#### DATA FOR THIS TASK:
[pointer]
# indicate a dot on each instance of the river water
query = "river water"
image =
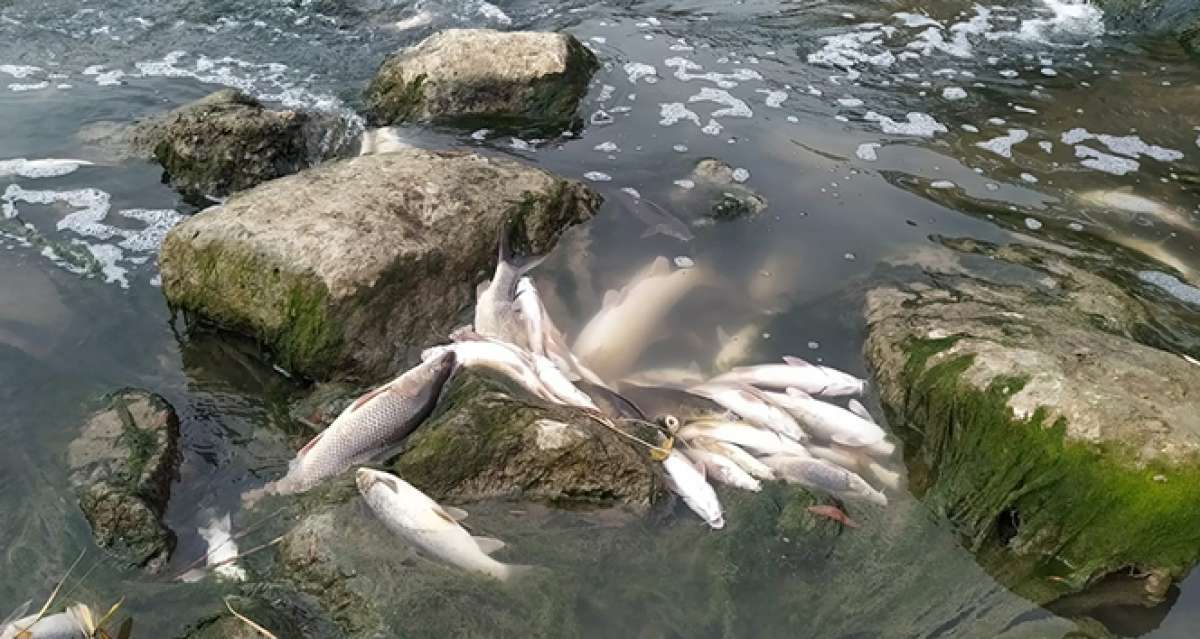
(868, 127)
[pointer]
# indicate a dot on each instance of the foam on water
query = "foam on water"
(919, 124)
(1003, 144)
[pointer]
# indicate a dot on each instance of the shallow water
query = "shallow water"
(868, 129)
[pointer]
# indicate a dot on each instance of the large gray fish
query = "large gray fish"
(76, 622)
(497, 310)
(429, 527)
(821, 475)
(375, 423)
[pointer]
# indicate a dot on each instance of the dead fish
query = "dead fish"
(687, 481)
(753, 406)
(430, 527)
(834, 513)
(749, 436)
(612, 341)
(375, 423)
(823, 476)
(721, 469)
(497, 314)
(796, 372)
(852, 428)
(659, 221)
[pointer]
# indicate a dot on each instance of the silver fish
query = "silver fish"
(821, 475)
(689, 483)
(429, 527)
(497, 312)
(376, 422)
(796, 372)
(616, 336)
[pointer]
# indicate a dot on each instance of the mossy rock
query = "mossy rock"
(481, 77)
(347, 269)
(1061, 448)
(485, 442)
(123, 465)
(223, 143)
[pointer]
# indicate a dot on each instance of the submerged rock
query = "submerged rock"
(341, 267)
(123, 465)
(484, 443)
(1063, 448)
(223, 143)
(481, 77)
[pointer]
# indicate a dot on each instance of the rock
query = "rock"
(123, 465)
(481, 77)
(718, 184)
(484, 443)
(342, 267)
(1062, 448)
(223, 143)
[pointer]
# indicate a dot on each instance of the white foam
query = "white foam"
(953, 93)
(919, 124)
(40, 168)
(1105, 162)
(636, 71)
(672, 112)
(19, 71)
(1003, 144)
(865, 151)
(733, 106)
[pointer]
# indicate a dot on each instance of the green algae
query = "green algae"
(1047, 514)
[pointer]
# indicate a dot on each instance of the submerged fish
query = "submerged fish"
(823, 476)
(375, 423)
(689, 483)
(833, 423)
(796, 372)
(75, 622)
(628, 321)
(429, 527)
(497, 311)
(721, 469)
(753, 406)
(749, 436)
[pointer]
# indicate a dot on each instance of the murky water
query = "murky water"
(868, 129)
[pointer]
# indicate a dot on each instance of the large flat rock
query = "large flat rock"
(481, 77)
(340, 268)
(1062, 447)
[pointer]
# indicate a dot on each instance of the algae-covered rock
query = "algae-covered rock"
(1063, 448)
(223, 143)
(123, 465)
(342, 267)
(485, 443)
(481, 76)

#### TASK DIRECTIONS:
Print the complete listing exactly, apart from any pictures.

#### RESPONSE TO THIS TASK:
[pointer]
# indicate a dot on each instance of the river water
query = "river water"
image =
(868, 127)
[pointer]
# indicate a dot on each instance of the foam on water
query = "foam on water"
(919, 124)
(1003, 144)
[pointer]
# indicate a dot on each instance of the shallow water
query = "shallow water"
(868, 129)
[pointer]
# indicate a dot on each instance of the large gray fish
query = "large gray fish"
(76, 622)
(497, 310)
(429, 527)
(821, 475)
(375, 423)
[pointer]
# indicate a dot on each instance of the dead fish
query = "dead fish"
(687, 481)
(753, 406)
(430, 527)
(834, 513)
(749, 436)
(612, 341)
(375, 423)
(823, 476)
(721, 469)
(497, 314)
(796, 372)
(852, 428)
(659, 221)
[pointer]
# indicate a dot on each instance of the silver fish
query = "silver fish"
(821, 475)
(689, 483)
(429, 527)
(497, 312)
(376, 422)
(796, 372)
(616, 336)
[pointer]
# indicate a dot on each instance of the mossy rock
query = "mossy rock"
(481, 77)
(347, 269)
(1061, 448)
(485, 442)
(123, 465)
(223, 143)
[pointer]
# indicate a dot on each instance of the submerged rock
query = "submerged rock"
(341, 267)
(123, 465)
(484, 443)
(1063, 448)
(223, 143)
(481, 77)
[pointer]
# indicate a dot on each instance of the rock
query = "rock"
(123, 465)
(481, 77)
(718, 184)
(484, 443)
(342, 267)
(1062, 448)
(223, 143)
[pointer]
# indicate a dot on each instance of the white foam
query = "white foam"
(953, 93)
(919, 124)
(40, 168)
(1105, 162)
(636, 71)
(672, 112)
(19, 71)
(1003, 144)
(865, 151)
(733, 106)
[pointer]
# indicate a dot on each instance of the green algae
query = "green algae"
(1047, 514)
[pointer]
# indicate a dot on each instance of the submerged fish
query = "submerged fish"
(823, 476)
(375, 423)
(689, 483)
(833, 423)
(796, 372)
(75, 622)
(628, 321)
(429, 527)
(497, 311)
(721, 469)
(753, 406)
(749, 436)
[pointer]
# indicate a dot on each instance of the murky water
query = "murky water"
(868, 129)
[pointer]
# indicate a dot on each instance of the large flat rock
query = "large flat rock"
(481, 77)
(340, 268)
(1062, 447)
[pointer]
# indicate a dot on each instance of the algae-covered rock
query = "algae-covered rock"
(1063, 448)
(223, 143)
(123, 465)
(342, 267)
(485, 443)
(481, 76)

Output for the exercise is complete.